TASKS AND EXERCISES:
1 – Please list every train that the Esholt Junction rail crash passage below describes as approaching the junction, naming each by its route.
2 – Using the Esholt Junction rail crash passage below, decide whether each statement agrees with it. Answer yes or no, and quote the words that decide it. (a) The collision took place in the morning. (b) Five passengers were killed. (c) Vegetation hiding a signal was accepted as the main cause.
3 – Extend the account of the Esholt Junction rail crash below, picking up after its final sentence.

SELECTED EXTRACT:
The Esholt Junction rail crash occurred on Thursday 9 June 1892, at the point at which the Otley and Ilkley Joint Railway from Ilkley divides, one branch in the direction of Leeds and the other Bradford, a short distance after Guiseley railway station. Two trains collided at around three thirty in the afternoon, resulting in the deaths of five passengers, and injuries to twenty-six more. The driver, fireman and guard of one of the trains were injured, as was a guard on the other train. Although vegetation obscuring a signal was accepted as the primary cause of the crash, a recommendation was made to alter certain signalling procedures at the junction to prevent a recurrence.

The crash arose as three trains neared the junction at much the same time — a common enough occurrence. From the direction of Bradford, a Bradford-Harrogate train was following a route taking it in the direction of Guiseley; from the Leeds branch, a Leeds-Ilkley train was also heading towards Guiseley; whilst in the other direction an Ilkley-Bradford train approached the junction from Guiseley.

INFORMATION PROVIDED:

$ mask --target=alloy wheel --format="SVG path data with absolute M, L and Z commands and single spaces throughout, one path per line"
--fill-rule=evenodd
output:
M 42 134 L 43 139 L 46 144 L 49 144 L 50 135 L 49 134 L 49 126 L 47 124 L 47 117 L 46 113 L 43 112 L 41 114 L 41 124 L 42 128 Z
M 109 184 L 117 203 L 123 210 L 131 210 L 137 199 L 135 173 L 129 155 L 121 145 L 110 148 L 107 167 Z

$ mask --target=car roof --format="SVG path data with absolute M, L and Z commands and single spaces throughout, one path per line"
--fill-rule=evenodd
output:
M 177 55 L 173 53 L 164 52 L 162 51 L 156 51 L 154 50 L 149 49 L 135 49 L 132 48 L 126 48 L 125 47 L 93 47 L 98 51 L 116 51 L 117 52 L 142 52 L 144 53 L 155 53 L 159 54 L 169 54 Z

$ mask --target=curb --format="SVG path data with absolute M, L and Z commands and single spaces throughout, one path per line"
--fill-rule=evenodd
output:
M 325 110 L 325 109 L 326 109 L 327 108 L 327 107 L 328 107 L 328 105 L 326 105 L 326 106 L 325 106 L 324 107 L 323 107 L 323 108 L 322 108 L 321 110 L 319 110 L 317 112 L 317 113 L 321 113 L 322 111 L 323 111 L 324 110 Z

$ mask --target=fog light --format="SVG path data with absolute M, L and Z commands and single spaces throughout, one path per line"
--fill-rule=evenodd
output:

TASK-BY-TASK OUTPUTS:
1 –
Bradford-Harrogate train
Leeds-Ilkley train
Ilkley-Bradford train

2 –
(a) No: "at around three thirty in the afternoon"
(b) Yes: "resulting in the deaths of five passengers"
(c) Yes: "vegetation obscuring a signal was accepted as the primary cause of the crash"

3 –
Signalman Harry I'Anson, in the Esholt signal box, gave the Bradford-Harrogate train permission to pass the junction; meanwhile in the Apperley signal box, signalman Thomas Aubrey, knowing the Ilkley-Bradford train was approaching, gave the Leeds-Ilkley train permission to proceed towards the junction under a procedure called clause 16, which allowed trains to near the junction under the proviso that they were likely to encounter a danger signal before the junction proper.

At the junction, the Leeds-Ilkley driver, Archibald McLay, despite acknowledging that he had been given a clause 16 permission, and in spite of his four and a half year's service on the line, mistook the proceed signal given to the Bradford-Harrogate train as relating to his line. In fact, his signal was at danger, but obscured by vegetation at the time he looked at it. By the time his train arrived at the junction, it was being crossed by the Ilkley-Bradford train. The Ilkley-bound train ploughed through the last six carriages of the Bradford bound train, overturning the last of these; the engine and tender of the Ilkley bound train also turned over. Five passengers, all on the Ilkley-Bradford train died, one instantly, one on route to and three in hospital. Twenty-six passengers were injured and McLay and his fireman, Walter Bolton, received serious injuries, as did the guard on his train and one of the guards on the Bradford-bound train.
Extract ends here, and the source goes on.